> **SUPPLIED TEXT**:
** Begin **
Sunday, January 23, 2011

Sheltering through Discipline



Because of their size, parents may be difficult to discipline properly.
~P. J. O'Rourke





Every parent I know would say, "I love my child."  However, I believe a loved child equals a disciplined child.  Except for nine months, our Melanie was an only child for nine years.  We got the normal cracks about only children being spoiled.  My husband always returned that statement with one of his own, "There are no spoiled children -- just undisciplined."    

Janet with my daughters, Melanie and Emily
The thing about discipline and children is that it's just so easy.   My friend, Janet, taught me that consistency was the key to training a child.  She was right -- she proved it before I did with her own children, and I took her advice with mine.  What excites me is that my own daughter and son-in-law are carrying on the tradition.

Now, for some reason, too many parents seem to look at discipline as negative.  It doesn't have to be.  Shawn and Melanie wanted to encourage their children to remember to say "Yes, Ma'am and No, Sir" as a response to a command.  Each time they remember it, they get a penny.  If they forget, they lose one.  They were here one day last week, and Melanie had come to pick them up.  She told them it was time to put on their boots.  Ethan looked at Melanie and asked, "Is that a command?"  He was counting on his penny.  They won't have to keep the penny deal forever.  Already the children are using their responses at appropriate times.  The key is giving or taking a penny each time.  The children don't have to wonder if one time it will matter, but not another time.  They rely on that consistency. 
Shawn, Melanie, Ethan, Landon and Morgan

Consistency is necessary, but not effective without the component of love. Love your kids "up to the sky and back down."  Love them more, best, and most.  Smother them with hugs, praise and make sure each day to use actions to say, "I love you."

Here are a few ways to say "I love you." 

1. Create a secret sign to convey "I love you" in the midst of a crowd.  It can it been the American Sign Language for I love you, a wink, a tug on your ear or a quick succession of 1, 2, 3 fingers. 

2.  Cut out an O and X and hide them under their pillow or in their lunch box.  No words necessary.

3.  Read to them.  You knew I'd say that, didn't you?  Seriously, when you get all cuddled up with a blanket around both of you, it's hard not to feel love. 

4.  Do chores together.  Yes, it's their chore to make their bed.  But once in a while, you can help. You'll be surprised what you'll hear while you're working together.

5.  Write notes to your child.  Target's Dollar Spot has metal mailboxes.  Buy one for each member of the family--including you.  Using a permanent marker, print each member's name on the side of the box.  You'll be surprised how many notes you'll find in yours.

6.  Love your spouse.  Growing up, there was never any question in my mind whether or not my parents loved each other.  They loved spending time together. Mom baked cinnamon rolls and apple dumplings because "daddy loved them."  We even caught them kissing once in a while.

My Parents

7. Leave little presents for them to find on their dresser or on their plate at the table.  I found this idea at Simply this or that or the other blog.  It's so easy to make.


Cut a triangle

Fold each point to opposite end.


Decorate one side.
I cut a smaller triangle and glued down.
Then I used a red foil M and added a pink heart gem.
** End **
> **GIVEN REQUEST 1**:
In the blog post on discipline, what do Shawn and Melanie's children receive each time they remember to answer a command with "Yes, Ma'am" or "No, Sir"?

> **LISTED ENTRIES**:
** Begin **
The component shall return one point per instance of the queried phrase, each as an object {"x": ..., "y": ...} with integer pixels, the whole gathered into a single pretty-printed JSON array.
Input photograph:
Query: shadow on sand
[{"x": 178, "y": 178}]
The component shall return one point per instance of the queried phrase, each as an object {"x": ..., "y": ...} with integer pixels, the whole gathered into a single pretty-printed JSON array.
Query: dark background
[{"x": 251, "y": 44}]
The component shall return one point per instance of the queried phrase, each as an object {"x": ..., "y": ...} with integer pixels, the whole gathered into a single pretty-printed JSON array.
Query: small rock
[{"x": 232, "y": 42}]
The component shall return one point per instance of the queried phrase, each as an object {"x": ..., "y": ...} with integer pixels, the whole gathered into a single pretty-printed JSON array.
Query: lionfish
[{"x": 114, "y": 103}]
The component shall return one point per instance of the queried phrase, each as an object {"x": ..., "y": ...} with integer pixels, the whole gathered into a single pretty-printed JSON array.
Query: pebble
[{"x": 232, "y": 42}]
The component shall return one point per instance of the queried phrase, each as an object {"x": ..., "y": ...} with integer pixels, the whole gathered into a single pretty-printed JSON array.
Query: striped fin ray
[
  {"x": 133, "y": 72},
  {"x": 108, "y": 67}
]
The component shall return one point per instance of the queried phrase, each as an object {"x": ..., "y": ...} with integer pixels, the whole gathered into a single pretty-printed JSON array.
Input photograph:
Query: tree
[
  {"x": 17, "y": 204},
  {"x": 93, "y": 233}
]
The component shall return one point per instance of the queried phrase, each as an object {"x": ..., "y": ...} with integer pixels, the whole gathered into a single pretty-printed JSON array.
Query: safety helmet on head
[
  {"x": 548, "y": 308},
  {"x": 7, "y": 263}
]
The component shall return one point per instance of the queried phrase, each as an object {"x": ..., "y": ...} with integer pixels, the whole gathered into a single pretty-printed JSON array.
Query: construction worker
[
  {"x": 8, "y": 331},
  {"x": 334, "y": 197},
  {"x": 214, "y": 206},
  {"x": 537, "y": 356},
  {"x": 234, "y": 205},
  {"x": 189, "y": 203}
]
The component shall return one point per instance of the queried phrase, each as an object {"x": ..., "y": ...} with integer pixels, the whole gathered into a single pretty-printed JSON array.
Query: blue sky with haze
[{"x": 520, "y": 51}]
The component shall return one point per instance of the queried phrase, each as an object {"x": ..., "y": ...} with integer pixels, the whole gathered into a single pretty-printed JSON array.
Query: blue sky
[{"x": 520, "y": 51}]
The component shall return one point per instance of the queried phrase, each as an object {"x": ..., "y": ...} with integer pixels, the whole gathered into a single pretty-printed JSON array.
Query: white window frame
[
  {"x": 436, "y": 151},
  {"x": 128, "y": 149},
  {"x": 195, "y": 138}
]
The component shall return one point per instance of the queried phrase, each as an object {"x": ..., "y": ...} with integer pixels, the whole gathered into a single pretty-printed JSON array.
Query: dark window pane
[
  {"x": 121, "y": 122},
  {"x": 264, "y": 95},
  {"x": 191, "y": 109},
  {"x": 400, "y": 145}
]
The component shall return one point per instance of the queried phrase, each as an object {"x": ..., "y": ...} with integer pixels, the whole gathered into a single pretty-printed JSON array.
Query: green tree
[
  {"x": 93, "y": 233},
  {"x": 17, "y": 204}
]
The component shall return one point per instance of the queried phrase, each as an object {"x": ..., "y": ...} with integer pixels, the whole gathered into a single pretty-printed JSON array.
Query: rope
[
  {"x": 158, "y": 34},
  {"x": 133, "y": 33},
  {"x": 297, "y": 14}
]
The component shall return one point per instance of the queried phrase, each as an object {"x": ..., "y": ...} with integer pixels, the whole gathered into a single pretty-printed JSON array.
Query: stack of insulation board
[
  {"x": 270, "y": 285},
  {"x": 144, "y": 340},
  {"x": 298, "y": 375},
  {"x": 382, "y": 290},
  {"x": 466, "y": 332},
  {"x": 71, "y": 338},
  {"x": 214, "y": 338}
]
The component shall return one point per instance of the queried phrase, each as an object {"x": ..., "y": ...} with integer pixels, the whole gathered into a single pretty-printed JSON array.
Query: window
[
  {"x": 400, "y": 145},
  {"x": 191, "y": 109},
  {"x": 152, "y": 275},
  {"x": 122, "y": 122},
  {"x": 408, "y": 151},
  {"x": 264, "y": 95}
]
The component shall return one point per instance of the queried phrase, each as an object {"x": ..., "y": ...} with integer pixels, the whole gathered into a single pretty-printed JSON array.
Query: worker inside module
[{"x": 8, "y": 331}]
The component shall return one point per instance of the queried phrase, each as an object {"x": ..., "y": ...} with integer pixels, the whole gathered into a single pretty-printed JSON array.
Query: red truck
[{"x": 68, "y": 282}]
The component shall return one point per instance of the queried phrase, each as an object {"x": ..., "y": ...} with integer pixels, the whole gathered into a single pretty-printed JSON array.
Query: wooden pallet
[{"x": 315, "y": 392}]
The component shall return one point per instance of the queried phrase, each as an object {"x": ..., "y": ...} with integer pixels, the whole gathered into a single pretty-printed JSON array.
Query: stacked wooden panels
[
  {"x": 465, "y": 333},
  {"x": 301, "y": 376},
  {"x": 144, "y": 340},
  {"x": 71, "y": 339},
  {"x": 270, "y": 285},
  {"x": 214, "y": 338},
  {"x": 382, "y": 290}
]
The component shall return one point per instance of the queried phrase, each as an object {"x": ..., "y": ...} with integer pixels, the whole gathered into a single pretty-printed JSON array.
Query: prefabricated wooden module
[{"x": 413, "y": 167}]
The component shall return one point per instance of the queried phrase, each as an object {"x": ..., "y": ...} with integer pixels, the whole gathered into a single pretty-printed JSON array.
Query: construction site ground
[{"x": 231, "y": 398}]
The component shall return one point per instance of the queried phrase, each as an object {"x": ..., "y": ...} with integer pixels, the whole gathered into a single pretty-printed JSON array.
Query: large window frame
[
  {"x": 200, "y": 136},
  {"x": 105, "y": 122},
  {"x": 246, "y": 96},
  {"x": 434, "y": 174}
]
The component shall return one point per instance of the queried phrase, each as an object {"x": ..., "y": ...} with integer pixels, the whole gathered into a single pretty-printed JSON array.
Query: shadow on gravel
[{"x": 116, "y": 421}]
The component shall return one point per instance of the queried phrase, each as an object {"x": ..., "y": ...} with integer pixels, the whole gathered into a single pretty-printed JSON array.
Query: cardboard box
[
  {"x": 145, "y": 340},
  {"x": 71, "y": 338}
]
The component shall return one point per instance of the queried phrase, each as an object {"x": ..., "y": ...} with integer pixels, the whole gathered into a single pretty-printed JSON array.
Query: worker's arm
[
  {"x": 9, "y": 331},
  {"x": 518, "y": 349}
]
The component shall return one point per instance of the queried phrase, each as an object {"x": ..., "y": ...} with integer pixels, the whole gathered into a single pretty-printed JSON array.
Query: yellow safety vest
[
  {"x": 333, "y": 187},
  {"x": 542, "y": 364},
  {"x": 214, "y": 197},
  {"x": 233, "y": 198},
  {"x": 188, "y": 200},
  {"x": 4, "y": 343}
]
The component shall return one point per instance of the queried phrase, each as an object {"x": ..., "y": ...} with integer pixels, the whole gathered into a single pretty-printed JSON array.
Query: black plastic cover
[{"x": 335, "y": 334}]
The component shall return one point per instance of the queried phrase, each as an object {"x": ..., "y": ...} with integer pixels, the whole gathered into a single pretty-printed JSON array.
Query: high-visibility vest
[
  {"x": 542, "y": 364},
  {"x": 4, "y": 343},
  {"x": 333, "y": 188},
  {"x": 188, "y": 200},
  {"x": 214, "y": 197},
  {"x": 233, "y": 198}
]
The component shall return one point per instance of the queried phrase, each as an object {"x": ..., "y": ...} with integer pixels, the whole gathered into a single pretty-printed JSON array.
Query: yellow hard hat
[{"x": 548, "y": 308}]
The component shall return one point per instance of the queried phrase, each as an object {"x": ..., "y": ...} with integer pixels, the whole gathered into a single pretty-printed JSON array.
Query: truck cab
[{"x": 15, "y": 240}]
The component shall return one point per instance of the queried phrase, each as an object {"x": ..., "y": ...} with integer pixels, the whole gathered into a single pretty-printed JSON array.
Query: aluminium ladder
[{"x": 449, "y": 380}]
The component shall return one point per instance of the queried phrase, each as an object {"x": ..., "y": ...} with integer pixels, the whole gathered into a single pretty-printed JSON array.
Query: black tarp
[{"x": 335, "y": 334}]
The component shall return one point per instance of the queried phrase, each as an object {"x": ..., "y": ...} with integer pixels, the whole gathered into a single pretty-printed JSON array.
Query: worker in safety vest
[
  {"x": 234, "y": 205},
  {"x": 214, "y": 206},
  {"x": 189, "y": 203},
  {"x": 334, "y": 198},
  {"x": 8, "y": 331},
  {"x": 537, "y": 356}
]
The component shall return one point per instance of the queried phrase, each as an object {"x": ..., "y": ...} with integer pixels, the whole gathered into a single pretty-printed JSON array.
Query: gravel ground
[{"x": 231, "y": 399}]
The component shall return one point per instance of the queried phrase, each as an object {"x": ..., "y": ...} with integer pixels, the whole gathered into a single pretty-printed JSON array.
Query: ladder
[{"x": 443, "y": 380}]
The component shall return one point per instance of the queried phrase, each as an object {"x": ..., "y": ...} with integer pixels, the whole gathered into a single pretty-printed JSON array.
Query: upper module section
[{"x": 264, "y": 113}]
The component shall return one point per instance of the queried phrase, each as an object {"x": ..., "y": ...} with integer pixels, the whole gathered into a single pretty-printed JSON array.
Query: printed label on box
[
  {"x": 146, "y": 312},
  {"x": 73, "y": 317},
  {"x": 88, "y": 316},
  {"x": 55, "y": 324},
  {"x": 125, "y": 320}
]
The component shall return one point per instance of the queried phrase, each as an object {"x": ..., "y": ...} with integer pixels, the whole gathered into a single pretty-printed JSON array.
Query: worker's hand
** End **
> **GIVEN REQUEST 2**:
List every line of the rows above that includes the word "black".

> **FULL RESPONSE 1**:
A penny.

> **FULL RESPONSE 2**:
Query: black plastic cover
Query: black tarp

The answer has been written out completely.